* [What is being asked]: Give the listing below as a two-column CSV with the headers input and output, one row per pair, placing each text in input and its answer in output. Enclose every field in double quotes and replace any line breaks with spaces.
++++ Supplied entries ++++
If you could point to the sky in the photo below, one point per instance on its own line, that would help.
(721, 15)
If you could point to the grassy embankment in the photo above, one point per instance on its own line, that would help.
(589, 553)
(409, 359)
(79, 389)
++++
* [Result for this task]:
input,output
"If you could point to the sky in the photo below, one point per instance on its own line, that would help.","(721, 15)"
"If you could point to the grassy embankment in the photo above, one point per instance on its own line, that would help.","(589, 553) (409, 359) (79, 389)"